The number of workers employed in the energy sector has recovered strongly to exceed the levels seen prior to the pandemic, thanks to increased hiring in businesses that deal with clean power sources.

However, the oil and gas sector, which saw significant job losses at the start of the health outbreak, lags behind in terms of providing new jobs.

In its report released on Thursday, the International Energy Agency (IEA) said the amount of energy jobs worldwide has recovered from disruptions due to the pandemic, increasing above pre-pandemic levels of more than 65 million people.

"The growth has been driven by hiring in clean energy sectors. The oil and gas sector, meanwhile, saw some of the largest declines in employment at the start of the pandemic and has yet to fully recover," the IEA's World Energy Employment Report said.

Rebound in hiring

Millions of people lost their jobs at the onset of the pandemic. Among those severely impacted were the oil and gas supply sector.

With the recent rebound in hiring, clean energy now accounts for 50% of the entire workforce in the energy sector, which include companies in coal, oil, gas and bioenergy, as well as those that are engaged in power generation, transmission, distribution and storage; vehicle manufacturing and energy efficiency, among others. 

Most of the workers that have been hired (nearly two-thirds) are involved in building new projects and manufacturing clean energy technologies.

While they may be lagging behind their clean energy peers, companies in the oil and gas sector are also seeing an upswing in hiring, with new projects under development, particularly new liquefied natural gas (LNG) infrastructure.

The IEA projected that employment in the clean energy sector is set to grow, outweighing the declines in fossil fuels jobs. Markets that are working to decarbonise and meet net-zero emission targes will see a significant increase in employment.

***

[Work to be completed]
According to the energy employment article, what share of the entire energy sector workforce does clean energy now account for?

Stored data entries
***

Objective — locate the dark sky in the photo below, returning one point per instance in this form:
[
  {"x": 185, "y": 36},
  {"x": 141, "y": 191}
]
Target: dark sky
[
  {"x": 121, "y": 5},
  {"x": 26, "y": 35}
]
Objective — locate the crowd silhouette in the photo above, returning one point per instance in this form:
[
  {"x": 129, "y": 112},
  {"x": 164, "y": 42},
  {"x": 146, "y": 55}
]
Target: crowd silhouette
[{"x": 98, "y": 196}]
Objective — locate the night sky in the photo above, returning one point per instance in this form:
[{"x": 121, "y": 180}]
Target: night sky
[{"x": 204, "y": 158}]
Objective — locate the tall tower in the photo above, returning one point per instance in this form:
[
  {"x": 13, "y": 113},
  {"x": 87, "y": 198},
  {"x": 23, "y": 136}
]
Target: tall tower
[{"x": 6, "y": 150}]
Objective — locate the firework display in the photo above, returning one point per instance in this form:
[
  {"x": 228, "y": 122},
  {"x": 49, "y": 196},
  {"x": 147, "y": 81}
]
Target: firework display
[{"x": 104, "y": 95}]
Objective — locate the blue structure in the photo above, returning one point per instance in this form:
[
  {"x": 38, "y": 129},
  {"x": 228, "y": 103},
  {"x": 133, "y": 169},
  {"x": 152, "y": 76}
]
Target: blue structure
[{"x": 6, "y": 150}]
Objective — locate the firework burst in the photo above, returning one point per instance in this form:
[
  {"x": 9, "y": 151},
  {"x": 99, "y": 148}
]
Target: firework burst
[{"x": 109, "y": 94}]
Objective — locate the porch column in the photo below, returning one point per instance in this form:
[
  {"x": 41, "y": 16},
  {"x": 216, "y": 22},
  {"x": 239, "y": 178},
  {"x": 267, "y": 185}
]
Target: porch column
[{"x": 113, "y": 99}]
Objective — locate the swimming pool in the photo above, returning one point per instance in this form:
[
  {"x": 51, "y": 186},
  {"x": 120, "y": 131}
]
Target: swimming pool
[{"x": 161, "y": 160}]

***

[Response box]
50%